+++ Data to process +++

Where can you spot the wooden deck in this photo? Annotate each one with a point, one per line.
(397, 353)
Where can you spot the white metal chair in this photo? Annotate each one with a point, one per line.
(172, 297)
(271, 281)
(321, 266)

+++

(Stated task):
Write out all the records again, substituting "locate" for every "spot" and leaving everything else unchanged.

(Response to this task):
Where can you locate the wooden deck in this photo? Annotate each one with a point, one per line.
(397, 353)
Where can you locate the white metal chair in this photo? Annotate each one with a point, one per line.
(172, 297)
(271, 281)
(321, 266)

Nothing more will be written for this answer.